-- START DOCUMENT SECTION --
Related Party Transactions
Total long-term debt at March 31, 2011 was $15.7 million, of which $5.1 million was payable to certain directors, officers and former owners of S.T. Pipeline, Inc. The related party debt consists of a $4.1 million note due in August 2012, and a $1.0 million note payable on August 15, 2011.
Inflation
Due to relatively low levels of inflation during the six months ended March 31, 2011 and 2010, inflation did not have a significant effect on our results.
Critical Accounting Policies
The discussion and analysis of the Company’s financial condition and results of operations are based on our consolidated financial statements, which have been prepared in accordance with accounting principles generally accepted in the United States. The preparation of these consolidated financial statements requires us to make estimates and assumptions that affect the reported amounts of assets and liabilities, disclosures of contingent assets and liabilities known to exist at the date of the consolidated financial statements and reported amounts of revenues and expenses during the reporting period. We evaluate our estimates on an ongoing basis, based on historical experience and on various other assumptions that are believed to be reasonable under the circumstances. There can be no assurance that actual results will not differ from those estimates. Management believes the following accounting policies affect our more significant judgments and estimates used in the preparation of our consolidated financial statements.
Claims. Claims are amounts in excess of the agreed contract price that a contractor seeks to collect from customers or others for customer-caused delays, errors in specifications and designs, contract terminations, change orders in dispute or unapproved as to both scope and price, or other causes of unanticipated additional costs. The Company records revenue on claims that have a high probability of success. Revenue from a claim is recorded only to the extent that contract costs relating to the claim have been incurred.
-- END DOCUMENT SECTION --
#### [SET PROBLEM 1]
Rewrite the entries from the line containing "Could you please outline every instance of the yellow" through the end of the entries, putting "white flower cluster" wherever "yellow flower cluster" appears and changing nothing else.
The entries that follow are unrelated to the financial report excerpt above.
-- START LISTING --
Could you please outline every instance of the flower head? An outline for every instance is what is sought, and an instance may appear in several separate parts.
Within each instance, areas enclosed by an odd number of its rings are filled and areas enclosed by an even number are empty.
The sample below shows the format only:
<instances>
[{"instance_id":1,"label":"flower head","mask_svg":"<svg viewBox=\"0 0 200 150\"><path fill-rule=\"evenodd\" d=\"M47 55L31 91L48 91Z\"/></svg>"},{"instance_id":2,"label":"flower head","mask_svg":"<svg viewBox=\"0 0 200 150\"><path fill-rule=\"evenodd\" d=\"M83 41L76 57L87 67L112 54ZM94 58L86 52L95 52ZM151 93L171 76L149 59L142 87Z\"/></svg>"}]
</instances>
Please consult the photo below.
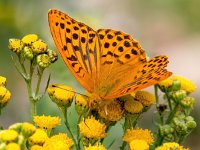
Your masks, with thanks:
<instances>
[{"instance_id":1,"label":"flower head","mask_svg":"<svg viewBox=\"0 0 200 150\"><path fill-rule=\"evenodd\" d=\"M132 140L144 140L150 145L153 143L154 139L150 130L128 129L123 137L123 140L128 143Z\"/></svg>"},{"instance_id":2,"label":"flower head","mask_svg":"<svg viewBox=\"0 0 200 150\"><path fill-rule=\"evenodd\" d=\"M35 131L36 131L36 127L33 124L28 123L28 122L22 123L21 132L23 133L25 137L31 136L33 133L35 133Z\"/></svg>"},{"instance_id":3,"label":"flower head","mask_svg":"<svg viewBox=\"0 0 200 150\"><path fill-rule=\"evenodd\" d=\"M175 81L175 80L178 80L180 81L181 83L181 90L185 90L187 93L192 93L195 91L196 87L195 87L195 84L184 78L184 77L181 77L181 76L172 76L172 80Z\"/></svg>"},{"instance_id":4,"label":"flower head","mask_svg":"<svg viewBox=\"0 0 200 150\"><path fill-rule=\"evenodd\" d=\"M31 145L43 145L48 139L47 133L42 129L36 129L35 133L28 138Z\"/></svg>"},{"instance_id":5,"label":"flower head","mask_svg":"<svg viewBox=\"0 0 200 150\"><path fill-rule=\"evenodd\" d=\"M6 85L6 78L3 76L0 76L0 86L5 86Z\"/></svg>"},{"instance_id":6,"label":"flower head","mask_svg":"<svg viewBox=\"0 0 200 150\"><path fill-rule=\"evenodd\" d=\"M75 95L71 87L55 84L48 87L48 94L53 102L59 106L66 106L71 104Z\"/></svg>"},{"instance_id":7,"label":"flower head","mask_svg":"<svg viewBox=\"0 0 200 150\"><path fill-rule=\"evenodd\" d=\"M32 50L36 54L42 54L47 51L47 44L41 40L35 41L32 44Z\"/></svg>"},{"instance_id":8,"label":"flower head","mask_svg":"<svg viewBox=\"0 0 200 150\"><path fill-rule=\"evenodd\" d=\"M106 148L100 144L100 143L97 143L95 145L89 145L88 147L84 147L84 150L106 150Z\"/></svg>"},{"instance_id":9,"label":"flower head","mask_svg":"<svg viewBox=\"0 0 200 150\"><path fill-rule=\"evenodd\" d=\"M23 43L20 39L9 39L8 48L18 54L23 48Z\"/></svg>"},{"instance_id":10,"label":"flower head","mask_svg":"<svg viewBox=\"0 0 200 150\"><path fill-rule=\"evenodd\" d=\"M20 150L20 145L17 144L17 143L9 143L7 146L6 146L6 150Z\"/></svg>"},{"instance_id":11,"label":"flower head","mask_svg":"<svg viewBox=\"0 0 200 150\"><path fill-rule=\"evenodd\" d=\"M60 124L61 119L59 117L51 116L34 116L33 121L35 124L43 129L52 129Z\"/></svg>"},{"instance_id":12,"label":"flower head","mask_svg":"<svg viewBox=\"0 0 200 150\"><path fill-rule=\"evenodd\" d=\"M106 126L100 123L93 116L86 118L79 123L80 133L87 138L102 139L106 136Z\"/></svg>"},{"instance_id":13,"label":"flower head","mask_svg":"<svg viewBox=\"0 0 200 150\"><path fill-rule=\"evenodd\" d=\"M143 105L134 99L127 99L124 103L124 108L128 113L136 114L142 112Z\"/></svg>"},{"instance_id":14,"label":"flower head","mask_svg":"<svg viewBox=\"0 0 200 150\"><path fill-rule=\"evenodd\" d=\"M130 150L149 150L149 144L144 140L132 140Z\"/></svg>"},{"instance_id":15,"label":"flower head","mask_svg":"<svg viewBox=\"0 0 200 150\"><path fill-rule=\"evenodd\" d=\"M47 54L41 54L37 56L37 64L41 68L47 68L51 64L50 57Z\"/></svg>"},{"instance_id":16,"label":"flower head","mask_svg":"<svg viewBox=\"0 0 200 150\"><path fill-rule=\"evenodd\" d=\"M6 104L11 97L11 93L5 87L0 86L0 104Z\"/></svg>"},{"instance_id":17,"label":"flower head","mask_svg":"<svg viewBox=\"0 0 200 150\"><path fill-rule=\"evenodd\" d=\"M109 104L98 107L99 115L106 121L119 121L123 117L123 110L120 103L112 101Z\"/></svg>"},{"instance_id":18,"label":"flower head","mask_svg":"<svg viewBox=\"0 0 200 150\"><path fill-rule=\"evenodd\" d=\"M5 142L16 141L18 133L15 130L3 130L0 132L0 140Z\"/></svg>"},{"instance_id":19,"label":"flower head","mask_svg":"<svg viewBox=\"0 0 200 150\"><path fill-rule=\"evenodd\" d=\"M175 142L164 143L162 146L156 148L156 150L189 150L188 148L184 148Z\"/></svg>"},{"instance_id":20,"label":"flower head","mask_svg":"<svg viewBox=\"0 0 200 150\"><path fill-rule=\"evenodd\" d=\"M37 41L38 40L38 36L36 34L28 34L26 36L24 36L22 38L22 42L25 44L25 45L30 45L32 44L33 42Z\"/></svg>"},{"instance_id":21,"label":"flower head","mask_svg":"<svg viewBox=\"0 0 200 150\"><path fill-rule=\"evenodd\" d=\"M60 133L46 140L43 148L44 150L68 150L72 145L73 141L65 133Z\"/></svg>"},{"instance_id":22,"label":"flower head","mask_svg":"<svg viewBox=\"0 0 200 150\"><path fill-rule=\"evenodd\" d=\"M135 99L147 107L153 105L156 101L155 96L147 91L137 91Z\"/></svg>"}]
</instances>

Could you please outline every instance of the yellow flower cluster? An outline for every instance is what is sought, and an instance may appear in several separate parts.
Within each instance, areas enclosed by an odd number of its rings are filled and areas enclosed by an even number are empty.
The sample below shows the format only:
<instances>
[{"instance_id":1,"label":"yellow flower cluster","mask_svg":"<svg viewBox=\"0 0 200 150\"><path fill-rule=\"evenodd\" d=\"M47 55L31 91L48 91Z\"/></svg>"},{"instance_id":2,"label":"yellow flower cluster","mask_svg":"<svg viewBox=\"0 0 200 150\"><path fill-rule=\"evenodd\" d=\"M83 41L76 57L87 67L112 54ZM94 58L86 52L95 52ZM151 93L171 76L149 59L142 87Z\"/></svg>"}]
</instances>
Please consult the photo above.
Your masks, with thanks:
-- END LISTING --
#### [SET PROBLEM 2]
List every dollar amount stated in the financial report excerpt.

#### [SOLUTION 1]
Could you please outline every instance of the white flower cluster? An outline for every instance is what is sought, and an instance may appear in several separate parts.
Within each instance, areas enclosed by an odd number of its rings are filled and areas enclosed by an even number are empty.
The sample below shows the format only:
<instances>
[{"instance_id":1,"label":"white flower cluster","mask_svg":"<svg viewBox=\"0 0 200 150\"><path fill-rule=\"evenodd\" d=\"M47 55L31 91L48 91Z\"/></svg>"},{"instance_id":2,"label":"white flower cluster","mask_svg":"<svg viewBox=\"0 0 200 150\"><path fill-rule=\"evenodd\" d=\"M83 41L76 57L87 67L112 54ZM94 58L86 52L95 52ZM151 93L171 76L149 59L142 87Z\"/></svg>"}]
</instances>
Please consult the photo above.
Your masks, with thanks:

#### [SOLUTION 2]
- $15.7 million
- $5.1 million
- $4.1 million
- $1.0 million